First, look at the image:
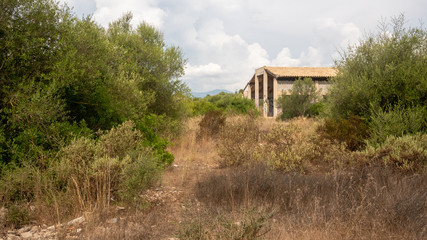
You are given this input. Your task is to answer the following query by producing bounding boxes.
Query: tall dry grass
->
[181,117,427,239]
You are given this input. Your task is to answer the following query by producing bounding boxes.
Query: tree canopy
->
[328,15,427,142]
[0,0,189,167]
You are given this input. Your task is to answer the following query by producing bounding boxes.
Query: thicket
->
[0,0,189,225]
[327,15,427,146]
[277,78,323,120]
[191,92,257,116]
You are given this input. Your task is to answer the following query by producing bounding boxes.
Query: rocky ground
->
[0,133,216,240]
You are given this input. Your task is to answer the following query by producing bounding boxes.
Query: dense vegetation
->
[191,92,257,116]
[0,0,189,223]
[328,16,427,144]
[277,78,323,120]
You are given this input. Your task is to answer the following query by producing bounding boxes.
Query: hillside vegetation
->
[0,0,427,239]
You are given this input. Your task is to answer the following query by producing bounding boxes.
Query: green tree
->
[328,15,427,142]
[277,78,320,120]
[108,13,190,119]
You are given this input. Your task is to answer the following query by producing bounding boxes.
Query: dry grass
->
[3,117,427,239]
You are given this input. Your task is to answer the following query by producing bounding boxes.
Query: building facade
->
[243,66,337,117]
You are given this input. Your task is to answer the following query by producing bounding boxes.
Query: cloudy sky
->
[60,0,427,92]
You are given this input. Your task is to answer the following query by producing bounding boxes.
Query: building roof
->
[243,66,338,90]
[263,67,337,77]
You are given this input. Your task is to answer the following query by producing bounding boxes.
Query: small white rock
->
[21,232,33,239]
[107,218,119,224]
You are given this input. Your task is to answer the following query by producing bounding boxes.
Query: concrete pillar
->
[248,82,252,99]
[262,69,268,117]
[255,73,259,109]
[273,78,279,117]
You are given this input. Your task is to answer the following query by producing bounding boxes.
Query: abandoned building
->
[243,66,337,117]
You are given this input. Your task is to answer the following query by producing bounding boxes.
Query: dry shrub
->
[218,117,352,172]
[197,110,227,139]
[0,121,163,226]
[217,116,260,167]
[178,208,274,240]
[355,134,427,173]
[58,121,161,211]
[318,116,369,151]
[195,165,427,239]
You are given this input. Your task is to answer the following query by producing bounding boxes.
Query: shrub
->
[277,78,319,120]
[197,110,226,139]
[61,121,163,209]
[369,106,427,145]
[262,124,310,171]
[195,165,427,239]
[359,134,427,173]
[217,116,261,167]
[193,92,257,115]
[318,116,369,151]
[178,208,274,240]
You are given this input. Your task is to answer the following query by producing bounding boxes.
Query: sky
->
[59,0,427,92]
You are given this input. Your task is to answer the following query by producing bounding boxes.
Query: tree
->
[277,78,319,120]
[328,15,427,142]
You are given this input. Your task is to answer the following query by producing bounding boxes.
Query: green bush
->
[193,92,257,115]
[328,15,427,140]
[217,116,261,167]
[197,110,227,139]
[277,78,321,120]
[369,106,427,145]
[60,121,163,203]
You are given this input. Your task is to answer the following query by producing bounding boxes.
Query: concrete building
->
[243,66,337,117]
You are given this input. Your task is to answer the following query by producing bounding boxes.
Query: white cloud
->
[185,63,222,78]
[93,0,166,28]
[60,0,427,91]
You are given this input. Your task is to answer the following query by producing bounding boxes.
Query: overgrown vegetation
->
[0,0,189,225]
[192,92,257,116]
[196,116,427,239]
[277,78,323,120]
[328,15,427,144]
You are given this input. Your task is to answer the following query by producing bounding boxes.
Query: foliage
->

§ **Task directions**: Locate every line in the data above that contains the word "white", and copy each of those lines. Case counts when matching.

§ **Full output**:
Query: small white rock
Query: white cloud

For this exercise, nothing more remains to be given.